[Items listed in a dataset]

☆ ☆ ☆ ☆ ☆

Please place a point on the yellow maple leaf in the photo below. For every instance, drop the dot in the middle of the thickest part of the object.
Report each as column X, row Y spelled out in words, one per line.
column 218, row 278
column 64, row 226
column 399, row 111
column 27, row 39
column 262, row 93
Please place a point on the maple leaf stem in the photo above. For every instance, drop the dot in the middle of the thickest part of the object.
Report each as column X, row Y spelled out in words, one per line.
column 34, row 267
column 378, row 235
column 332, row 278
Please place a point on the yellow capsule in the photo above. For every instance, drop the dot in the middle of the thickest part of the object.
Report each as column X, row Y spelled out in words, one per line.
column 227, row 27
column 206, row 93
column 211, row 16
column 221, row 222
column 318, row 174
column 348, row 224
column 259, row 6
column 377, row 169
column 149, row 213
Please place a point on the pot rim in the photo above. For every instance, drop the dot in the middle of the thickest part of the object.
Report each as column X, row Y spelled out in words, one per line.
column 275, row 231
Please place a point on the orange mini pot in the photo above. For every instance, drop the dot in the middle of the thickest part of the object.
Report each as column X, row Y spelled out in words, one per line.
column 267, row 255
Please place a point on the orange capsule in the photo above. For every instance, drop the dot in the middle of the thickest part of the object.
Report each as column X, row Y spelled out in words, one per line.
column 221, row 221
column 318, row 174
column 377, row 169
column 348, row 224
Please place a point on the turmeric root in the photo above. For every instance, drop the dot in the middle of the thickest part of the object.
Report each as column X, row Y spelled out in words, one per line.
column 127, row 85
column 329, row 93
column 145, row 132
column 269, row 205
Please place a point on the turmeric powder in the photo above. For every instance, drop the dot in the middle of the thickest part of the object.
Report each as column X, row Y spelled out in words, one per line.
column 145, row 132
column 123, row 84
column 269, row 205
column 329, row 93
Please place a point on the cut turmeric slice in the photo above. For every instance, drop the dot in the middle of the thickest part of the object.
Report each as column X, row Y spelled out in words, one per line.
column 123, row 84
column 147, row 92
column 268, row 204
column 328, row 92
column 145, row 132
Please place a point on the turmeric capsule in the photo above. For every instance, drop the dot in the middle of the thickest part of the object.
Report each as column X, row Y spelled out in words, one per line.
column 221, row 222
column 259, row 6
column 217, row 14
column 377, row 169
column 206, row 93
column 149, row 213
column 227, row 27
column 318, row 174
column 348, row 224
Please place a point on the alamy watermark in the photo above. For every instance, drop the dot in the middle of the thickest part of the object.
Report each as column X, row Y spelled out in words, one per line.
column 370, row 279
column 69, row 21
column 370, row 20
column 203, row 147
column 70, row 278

☆ ☆ ☆ ☆ ☆

* **Work to do**
Please convert all of the material above into a two-column CSV with the headers instruction and response. Give one row for each instruction paired with its response, with each value in a single quoted field and line breaks replaced by spaces.

* **Exercise answer**
instruction,response
"Please place a point on the yellow maple leaf in the photo below. For every instance, drop the dot in the middle of the thickest part of the object. Report each as column X, row Y spelled out in words, one per line.","column 218, row 278 column 64, row 226 column 399, row 111 column 27, row 39 column 262, row 93"
"Please place a point on the maple leaf stem in the photo above. For every instance, drop the dot in the middle of the thickest part of the object. Report each as column X, row Y spelled out in words, one per line.","column 34, row 267 column 378, row 235 column 332, row 278"
"Please place a point on the yellow capsule in the photo above. For every instance, drop the dot in the middle of the thickest part of the object. Report each as column X, row Y spelled out in words, one per line.","column 227, row 27 column 206, row 93 column 211, row 16 column 221, row 222 column 318, row 174 column 348, row 224 column 259, row 6 column 377, row 169 column 149, row 213"
"Please place a point on the pot rim in the photo above. For every instance, drop the dot in the middle of the thickest part of the object. Report each as column X, row Y spelled out in words, one per line.","column 275, row 231"
"Please place a point on the orange mini pot in the photo above. For every instance, drop the dot in the middle of the thickest part of the object. Report each as column X, row Y spelled out in words, one per line.","column 267, row 255"
"Please place a point on the orange capsule in the photo above. For every instance, drop the dot in the middle of the thickest part of the object. Report each as column X, row Y spelled out in words, one per line.","column 221, row 221 column 318, row 174 column 377, row 169 column 348, row 224"
"Please place a point on the turmeric root in the photo above. For every instance, drop the dot in the middle of the thickest part of the object. Report each as column X, row Y spelled out in words, one per line.","column 127, row 85 column 329, row 93 column 145, row 132 column 269, row 205"
"Please place a point on the turmeric powder in the photo above. For every instance, drop the dot in the middle of the thickest part of the object. Report each as column X, row Y spelled out in words, one per line.","column 145, row 132 column 123, row 84 column 269, row 205 column 329, row 93"
"Please place a point on the cut turmeric slice in the photo above. For every instance, drop the dot in the middle of the thickest part of the object. Report each as column X, row Y spelled out in words, one per line.","column 123, row 84 column 147, row 92 column 268, row 204 column 328, row 92 column 145, row 132"
"Please place a point on the turmeric capsule in the photo above. For every instance, drop the dot in the middle of the thickest part of the object. Report each as column X, row Y spelled out in words, one per line.","column 221, row 222 column 259, row 6 column 217, row 14 column 377, row 169 column 206, row 93 column 149, row 213 column 227, row 27 column 318, row 174 column 348, row 224"
"Please place a point on the alamy watermark in the photo above. For every instance, drop the dot in the middle of the thickest part of the object. Report each as column X, row Y spelled out in words, one per line.","column 370, row 279 column 69, row 21 column 370, row 20 column 203, row 147 column 70, row 278"